DESAFIO: Encontre, nas linhas abaixo, todas as que contêm a palavra "costume" e copie-as integralmente. Maiúsculas e minúsculas devem ser diferenciadas.

MATERIAL FORNECIDO:
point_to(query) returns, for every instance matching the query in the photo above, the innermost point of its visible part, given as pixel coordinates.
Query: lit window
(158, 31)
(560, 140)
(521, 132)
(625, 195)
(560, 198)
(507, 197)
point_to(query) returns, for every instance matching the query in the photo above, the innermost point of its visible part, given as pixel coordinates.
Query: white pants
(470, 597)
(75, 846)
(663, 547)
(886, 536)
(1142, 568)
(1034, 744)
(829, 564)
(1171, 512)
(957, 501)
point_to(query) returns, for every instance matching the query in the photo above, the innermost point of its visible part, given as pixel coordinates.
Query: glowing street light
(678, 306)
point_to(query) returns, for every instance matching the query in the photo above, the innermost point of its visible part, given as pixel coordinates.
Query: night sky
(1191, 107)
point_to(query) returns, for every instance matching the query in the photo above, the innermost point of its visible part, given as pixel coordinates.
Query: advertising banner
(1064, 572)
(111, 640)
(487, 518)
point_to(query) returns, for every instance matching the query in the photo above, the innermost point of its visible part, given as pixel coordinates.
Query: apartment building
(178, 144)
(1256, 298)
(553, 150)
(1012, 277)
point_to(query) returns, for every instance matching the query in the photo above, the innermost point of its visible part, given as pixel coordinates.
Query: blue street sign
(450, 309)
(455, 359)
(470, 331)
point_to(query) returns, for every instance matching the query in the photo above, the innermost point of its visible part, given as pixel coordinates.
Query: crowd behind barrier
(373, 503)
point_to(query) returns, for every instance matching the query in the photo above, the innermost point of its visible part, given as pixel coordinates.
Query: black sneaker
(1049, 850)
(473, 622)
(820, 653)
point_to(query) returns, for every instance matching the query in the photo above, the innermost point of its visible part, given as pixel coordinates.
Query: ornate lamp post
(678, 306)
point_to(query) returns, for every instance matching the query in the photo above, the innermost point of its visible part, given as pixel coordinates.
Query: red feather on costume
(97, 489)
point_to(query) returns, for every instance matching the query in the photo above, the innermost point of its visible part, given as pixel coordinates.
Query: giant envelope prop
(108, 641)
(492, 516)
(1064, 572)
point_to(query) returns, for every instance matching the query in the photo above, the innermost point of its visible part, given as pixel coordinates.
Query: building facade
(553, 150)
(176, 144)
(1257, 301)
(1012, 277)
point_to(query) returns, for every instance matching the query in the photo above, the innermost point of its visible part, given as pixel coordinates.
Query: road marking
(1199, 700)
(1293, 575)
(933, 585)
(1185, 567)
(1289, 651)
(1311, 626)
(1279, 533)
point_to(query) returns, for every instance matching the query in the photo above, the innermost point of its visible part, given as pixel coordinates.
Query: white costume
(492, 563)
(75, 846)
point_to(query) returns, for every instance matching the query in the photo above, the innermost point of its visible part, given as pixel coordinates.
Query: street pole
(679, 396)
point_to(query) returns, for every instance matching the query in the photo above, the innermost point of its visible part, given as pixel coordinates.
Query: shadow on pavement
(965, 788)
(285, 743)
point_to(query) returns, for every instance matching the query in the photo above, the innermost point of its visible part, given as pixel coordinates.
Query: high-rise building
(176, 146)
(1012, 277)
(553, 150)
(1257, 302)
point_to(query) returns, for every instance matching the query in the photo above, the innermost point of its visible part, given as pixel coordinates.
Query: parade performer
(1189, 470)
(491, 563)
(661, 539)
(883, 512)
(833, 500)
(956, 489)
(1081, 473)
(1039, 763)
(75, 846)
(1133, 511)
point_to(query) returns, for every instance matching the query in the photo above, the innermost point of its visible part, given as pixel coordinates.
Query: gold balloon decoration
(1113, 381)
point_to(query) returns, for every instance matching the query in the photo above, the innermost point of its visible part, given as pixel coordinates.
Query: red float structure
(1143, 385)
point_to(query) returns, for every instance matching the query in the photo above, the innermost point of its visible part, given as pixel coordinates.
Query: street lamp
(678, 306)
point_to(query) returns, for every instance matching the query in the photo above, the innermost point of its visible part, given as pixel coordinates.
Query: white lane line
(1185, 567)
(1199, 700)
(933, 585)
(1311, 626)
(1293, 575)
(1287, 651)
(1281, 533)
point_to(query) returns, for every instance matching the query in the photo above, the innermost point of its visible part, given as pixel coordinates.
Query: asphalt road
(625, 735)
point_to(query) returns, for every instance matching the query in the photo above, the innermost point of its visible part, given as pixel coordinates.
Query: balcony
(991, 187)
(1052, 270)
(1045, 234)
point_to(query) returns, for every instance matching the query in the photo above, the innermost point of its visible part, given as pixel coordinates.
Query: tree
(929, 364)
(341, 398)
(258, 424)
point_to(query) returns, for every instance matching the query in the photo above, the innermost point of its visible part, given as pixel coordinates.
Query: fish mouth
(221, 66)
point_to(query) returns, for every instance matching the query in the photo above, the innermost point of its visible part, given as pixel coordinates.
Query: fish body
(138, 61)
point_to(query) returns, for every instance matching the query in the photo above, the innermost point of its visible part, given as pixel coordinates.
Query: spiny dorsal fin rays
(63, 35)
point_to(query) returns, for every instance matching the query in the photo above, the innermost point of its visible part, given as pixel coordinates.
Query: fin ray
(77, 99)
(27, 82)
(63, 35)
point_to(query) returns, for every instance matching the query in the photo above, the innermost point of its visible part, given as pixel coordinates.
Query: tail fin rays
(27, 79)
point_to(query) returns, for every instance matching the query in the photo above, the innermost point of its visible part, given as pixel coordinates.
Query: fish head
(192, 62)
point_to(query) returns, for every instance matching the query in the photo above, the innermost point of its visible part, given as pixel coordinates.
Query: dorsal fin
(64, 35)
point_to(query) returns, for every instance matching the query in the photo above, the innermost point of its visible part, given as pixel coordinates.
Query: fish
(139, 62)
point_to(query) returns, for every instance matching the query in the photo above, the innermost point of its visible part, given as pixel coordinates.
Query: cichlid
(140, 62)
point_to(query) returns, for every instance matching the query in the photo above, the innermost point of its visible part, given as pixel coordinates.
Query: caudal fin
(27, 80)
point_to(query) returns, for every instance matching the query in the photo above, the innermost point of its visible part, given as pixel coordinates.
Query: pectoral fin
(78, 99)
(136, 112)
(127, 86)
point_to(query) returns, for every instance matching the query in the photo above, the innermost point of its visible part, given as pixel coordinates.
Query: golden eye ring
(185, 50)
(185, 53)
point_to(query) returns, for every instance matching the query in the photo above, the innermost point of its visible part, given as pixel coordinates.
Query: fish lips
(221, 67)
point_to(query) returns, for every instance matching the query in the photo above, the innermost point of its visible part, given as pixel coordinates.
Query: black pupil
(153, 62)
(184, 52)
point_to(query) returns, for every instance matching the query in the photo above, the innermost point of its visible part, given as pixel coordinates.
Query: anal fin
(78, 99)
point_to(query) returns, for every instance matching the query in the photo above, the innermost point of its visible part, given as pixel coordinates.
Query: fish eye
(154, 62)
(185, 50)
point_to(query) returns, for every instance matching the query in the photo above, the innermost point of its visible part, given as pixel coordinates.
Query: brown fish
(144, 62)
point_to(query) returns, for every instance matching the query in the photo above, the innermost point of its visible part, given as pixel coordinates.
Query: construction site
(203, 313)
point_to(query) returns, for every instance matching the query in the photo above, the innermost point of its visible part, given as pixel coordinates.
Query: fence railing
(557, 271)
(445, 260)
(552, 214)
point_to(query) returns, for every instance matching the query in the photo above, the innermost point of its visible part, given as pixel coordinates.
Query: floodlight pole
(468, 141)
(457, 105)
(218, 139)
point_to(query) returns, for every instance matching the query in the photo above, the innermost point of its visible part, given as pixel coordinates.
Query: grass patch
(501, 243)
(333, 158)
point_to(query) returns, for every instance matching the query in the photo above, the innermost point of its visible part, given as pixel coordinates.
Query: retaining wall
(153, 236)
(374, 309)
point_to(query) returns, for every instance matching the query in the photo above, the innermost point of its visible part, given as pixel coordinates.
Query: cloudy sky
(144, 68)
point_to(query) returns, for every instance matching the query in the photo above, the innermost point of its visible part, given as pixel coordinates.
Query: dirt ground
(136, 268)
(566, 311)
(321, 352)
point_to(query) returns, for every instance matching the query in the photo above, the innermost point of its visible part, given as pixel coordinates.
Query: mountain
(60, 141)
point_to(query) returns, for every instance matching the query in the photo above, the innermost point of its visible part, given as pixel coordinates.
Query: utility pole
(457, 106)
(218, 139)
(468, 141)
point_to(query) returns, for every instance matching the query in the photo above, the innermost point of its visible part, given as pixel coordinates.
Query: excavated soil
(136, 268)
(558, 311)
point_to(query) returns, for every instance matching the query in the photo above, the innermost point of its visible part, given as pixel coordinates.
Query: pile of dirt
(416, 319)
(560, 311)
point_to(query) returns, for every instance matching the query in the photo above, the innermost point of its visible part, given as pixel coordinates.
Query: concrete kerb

SOLUÇÃO REDIGIDA:
Query: red feather on costume
Query: white costume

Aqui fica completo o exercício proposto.